Vorliegender Text:
-----

Die marode Staatsoper Unter den Linden wird saniert. Sehen wird man es kaum, es geht um die Sicherheit

Glanz und Elend des Berliner Kulturlebens liegen dicht bei einander, erst recht bei einem seiner teuersten Stücke, der Staatsoper Unter den Linden. Die älteste der drei Schwestern unter dem Dach der Opernstiftung verfügt über Geist und weltweite Ausstrahlung, doch mit der körperlichen Verfassung steht es nicht zum besten.

Aus Symptomen ist längst ein chronisches Leiden geworden, das auch Laien nicht mehr verborgen bleibt: Hubpodien mussten außer Betrieb genommen werden, mehrmals kam es zu Pannen bei laufender Vorstellung. Dass die Krankheit nicht mehr verschleppt, sondern endlich mit der Behandlung begonnen werden soll, nimmt Klaus Wichmann, der technische Direktor des Hauses, mit Erleichterung auf. „So weit waren wir noch nie“, kommentiert er die Entscheidung des Senats, einen Teil der zwischen 113 und 121 Millionen Euro geschätzten Sanierungskosten zu übernehmen und auch mit dem Bund in Verhandlungen über die Finanzierung dieser Summe zu treten.

Auf Rundgang durch das Haus: Wichmann sagt, dass die Zuschauer kaum etwas merken werden von der Sanierung. Es geht nicht um Glanz, sondern darum, die Spielfähigkeit und die Sicherheit zu gewährleisten. Ganze 80 Millionen Euro der Sanierungssumme sind mit Brandschutztechnik verknüpft. „Imprägnierungen halten nicht ewig“, sagt Wichmann und klopft auf die stoffüberzogenen Spanplatten zwischen Wandelgang und Zuschauerraum. Ins filigrane Dach, das dringend neu gedeckt werden muss, müssen neue Stahlträger eingezogen werden.

-----

Tippst du aus dem Text über die Sanierung der Staatsoper alles von „Glanz und Elend“ bis hinunter zu „nicht zum besten.“ wortgetreu ab?

Extrahiertes Material:
-----

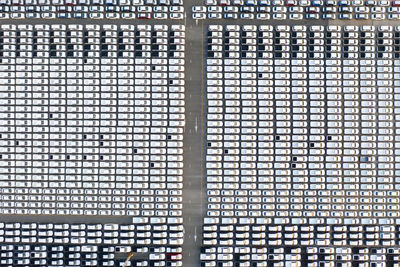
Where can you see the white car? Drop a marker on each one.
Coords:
(176, 15)
(160, 16)
(214, 15)
(200, 9)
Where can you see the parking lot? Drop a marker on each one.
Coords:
(293, 139)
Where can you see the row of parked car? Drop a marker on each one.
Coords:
(297, 10)
(91, 12)
(92, 9)
(263, 200)
(87, 255)
(286, 255)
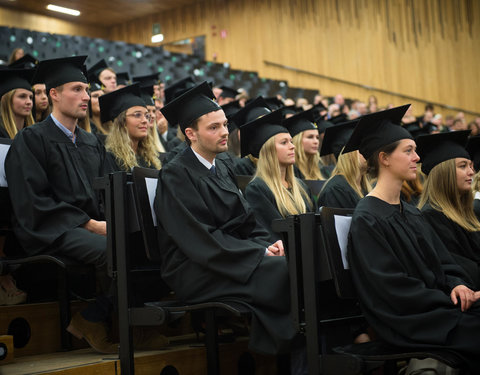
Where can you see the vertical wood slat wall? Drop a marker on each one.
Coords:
(422, 48)
(428, 49)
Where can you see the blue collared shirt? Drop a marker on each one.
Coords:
(67, 132)
(204, 161)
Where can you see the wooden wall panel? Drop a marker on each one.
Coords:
(37, 22)
(425, 49)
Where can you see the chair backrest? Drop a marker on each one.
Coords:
(242, 181)
(335, 225)
(145, 185)
(4, 147)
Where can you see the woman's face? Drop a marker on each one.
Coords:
(362, 163)
(94, 95)
(151, 112)
(22, 102)
(285, 149)
(41, 99)
(109, 80)
(465, 172)
(310, 141)
(402, 162)
(137, 122)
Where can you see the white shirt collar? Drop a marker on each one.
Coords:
(202, 160)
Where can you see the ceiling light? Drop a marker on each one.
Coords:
(157, 38)
(56, 8)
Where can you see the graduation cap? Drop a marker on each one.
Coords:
(339, 119)
(255, 133)
(230, 109)
(434, 149)
(178, 88)
(115, 102)
(324, 125)
(56, 72)
(147, 80)
(96, 69)
(274, 103)
(473, 148)
(11, 79)
(254, 109)
(147, 94)
(300, 122)
(25, 62)
(95, 86)
(377, 130)
(123, 78)
(228, 92)
(336, 136)
(189, 106)
(415, 129)
(289, 110)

-----

Lösung der Aufgabe:
Glanz und Elend des Berliner Kulturlebens liegen dicht bei einander, erst recht bei einem seiner teuersten Stücke, der Staatsoper Unter den Linden. Die älteste der drei Schwestern unter dem Dach der Opernstiftung verfügt über Geist und weltweite Ausstrahlung, doch mit der körperlichen Verfassung steht es nicht zum besten.